#### DATA SUPPLIED
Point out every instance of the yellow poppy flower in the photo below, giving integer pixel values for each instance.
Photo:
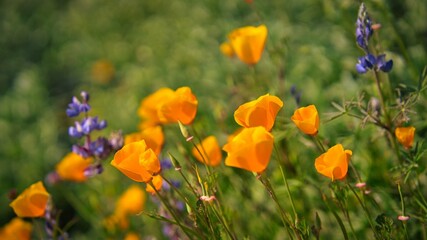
(31, 202)
(334, 163)
(250, 149)
(153, 136)
(259, 112)
(405, 135)
(148, 109)
(157, 182)
(210, 150)
(227, 49)
(137, 161)
(72, 167)
(181, 107)
(307, 119)
(248, 43)
(16, 229)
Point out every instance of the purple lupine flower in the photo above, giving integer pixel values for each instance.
(369, 62)
(81, 150)
(364, 29)
(76, 131)
(365, 63)
(100, 148)
(93, 170)
(73, 109)
(91, 123)
(51, 225)
(383, 65)
(296, 94)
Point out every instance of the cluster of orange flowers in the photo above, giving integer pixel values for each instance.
(249, 148)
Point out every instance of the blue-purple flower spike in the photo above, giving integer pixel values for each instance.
(383, 65)
(364, 29)
(364, 32)
(76, 107)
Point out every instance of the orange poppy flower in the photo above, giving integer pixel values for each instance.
(405, 135)
(227, 49)
(153, 136)
(259, 112)
(148, 109)
(210, 150)
(250, 149)
(131, 236)
(182, 106)
(72, 167)
(334, 163)
(31, 202)
(137, 161)
(157, 182)
(248, 43)
(16, 229)
(307, 119)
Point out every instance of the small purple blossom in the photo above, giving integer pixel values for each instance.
(76, 107)
(86, 126)
(370, 62)
(93, 170)
(364, 31)
(102, 147)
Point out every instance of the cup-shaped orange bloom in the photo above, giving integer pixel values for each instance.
(248, 43)
(131, 236)
(250, 149)
(148, 109)
(131, 202)
(182, 106)
(211, 152)
(16, 229)
(72, 167)
(157, 182)
(307, 119)
(405, 135)
(334, 163)
(153, 136)
(31, 202)
(137, 161)
(227, 49)
(259, 112)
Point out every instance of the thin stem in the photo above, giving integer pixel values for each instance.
(365, 209)
(185, 229)
(387, 116)
(337, 217)
(286, 184)
(286, 221)
(223, 221)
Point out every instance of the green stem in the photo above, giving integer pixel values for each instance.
(337, 217)
(365, 209)
(285, 219)
(286, 184)
(185, 229)
(391, 137)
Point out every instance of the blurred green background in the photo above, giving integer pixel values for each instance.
(121, 51)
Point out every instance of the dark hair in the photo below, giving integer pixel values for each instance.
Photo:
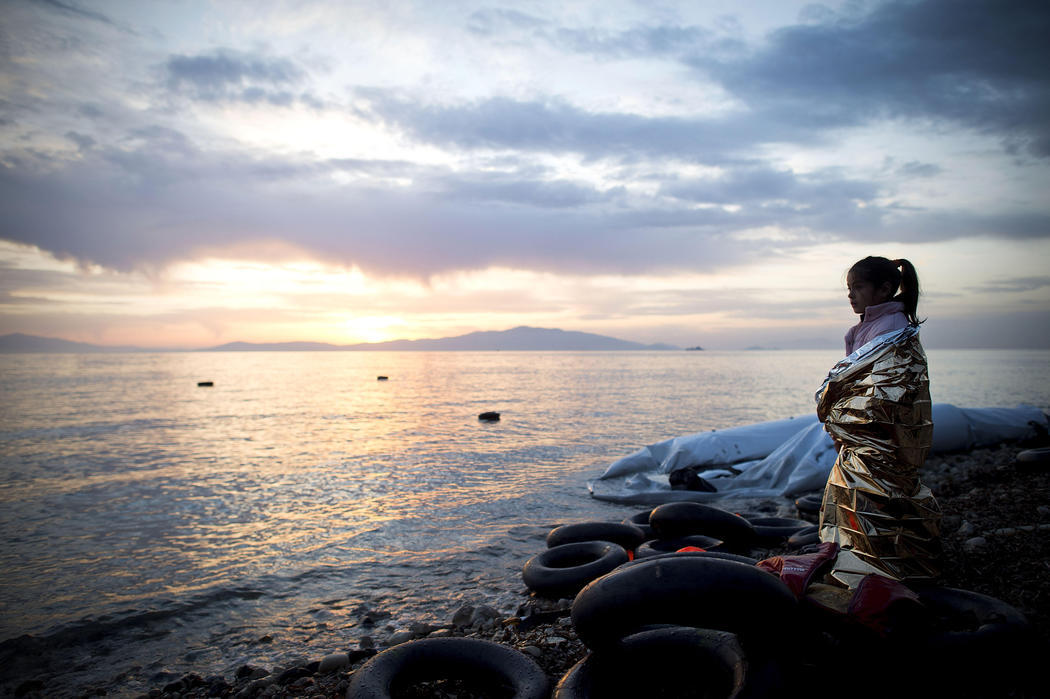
(900, 274)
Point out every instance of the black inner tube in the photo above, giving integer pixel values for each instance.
(478, 661)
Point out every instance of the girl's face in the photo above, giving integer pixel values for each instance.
(863, 294)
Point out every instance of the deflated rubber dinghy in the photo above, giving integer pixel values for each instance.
(783, 458)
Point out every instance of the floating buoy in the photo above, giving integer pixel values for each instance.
########
## EXERCISE AIM
Rewrite all of the items above as a numbered list, skipping any blank lines and leaving the pictures out.

## ANSWER TO THE PROBLEM
1. Point out every instance of the yellow poppy flower in the photo below, giving integer pixel values for each instance.
2. Photo:
3. (31, 202)
4. (334, 163)
5. (250, 149)
6. (153, 136)
7. (259, 112)
8. (405, 135)
9. (148, 109)
10. (157, 182)
11. (210, 150)
12. (227, 49)
13. (137, 161)
14. (72, 167)
15. (181, 107)
16. (307, 119)
17. (248, 43)
18. (16, 229)
19. Point out every instance of the purple lupine flower in the photo above, giving integer pixel values for each instance.
20. (369, 62)
21. (81, 150)
22. (364, 29)
23. (76, 131)
24. (365, 63)
25. (100, 148)
26. (93, 170)
27. (73, 109)
28. (91, 123)
29. (51, 225)
30. (383, 65)
31. (296, 94)
32. Point out every instance of the cluster of orange flowers in the photo above, giving integer pixel values for each instance.
33. (249, 148)
34. Point out every instance of the blue-purple flower spike in the photo above, giving integer pixel values for each instance.
35. (383, 65)
36. (364, 29)
37. (364, 32)
38. (76, 107)
39. Point out every instance of the orange poppy flower in the photo above, giving integer pixel values for each instance.
40. (405, 135)
41. (227, 49)
42. (153, 136)
43. (259, 112)
44. (148, 109)
45. (210, 150)
46. (250, 149)
47. (131, 236)
48. (182, 106)
49. (72, 167)
50. (334, 163)
51. (31, 202)
52. (137, 161)
53. (157, 182)
54. (248, 43)
55. (16, 229)
56. (307, 119)
57. Point out every instance of the small purple blossom in the photo above, giving integer pixel values for each instance.
58. (76, 107)
59. (86, 126)
60. (370, 62)
61. (93, 170)
62. (364, 31)
63. (102, 147)
64. Point out every instance of the cup-shaped orange bloom in the photo above, giving integer pixel values for each instance.
65. (248, 43)
66. (131, 236)
67. (250, 149)
68. (148, 109)
69. (131, 202)
70. (182, 106)
71. (211, 152)
72. (16, 229)
73. (72, 167)
74. (157, 182)
75. (307, 119)
76. (405, 135)
77. (334, 163)
78. (153, 136)
79. (31, 202)
80. (137, 161)
81. (227, 49)
82. (259, 112)
83. Point out every instance of the thin stem in the photo above, giving integer pixel values for each instance.
84. (365, 209)
85. (185, 229)
86. (387, 116)
87. (337, 217)
88. (286, 184)
89. (286, 221)
90. (223, 221)
91. Point out every instance of the green stem in the photo above, giving integer pixel values for each instance.
92. (337, 217)
93. (365, 209)
94. (285, 219)
95. (286, 184)
96. (185, 229)
97. (391, 137)
98. Point out every instance of the blurred green background in the photo above, giving integer pixel values for each instance.
99. (121, 51)
100. Point out every instance of the dark hair in the photo below, giving integer pixel values for each instance.
101. Photo:
102. (900, 274)
103. Point out every instance of the black inner tube in the photo above, giving integer pixel values for each instance.
104. (478, 661)
105. Point out every instance of the girl's face in the photo above, giving integer pixel values for each instance.
106. (863, 294)
107. Point out every instance of the deflated rubber dinghy in the photo above, giving integer pixel values for each instance.
108. (783, 458)
109. Point out every instance of the floating buoy in the photo above, giving integer pixel values for each instance.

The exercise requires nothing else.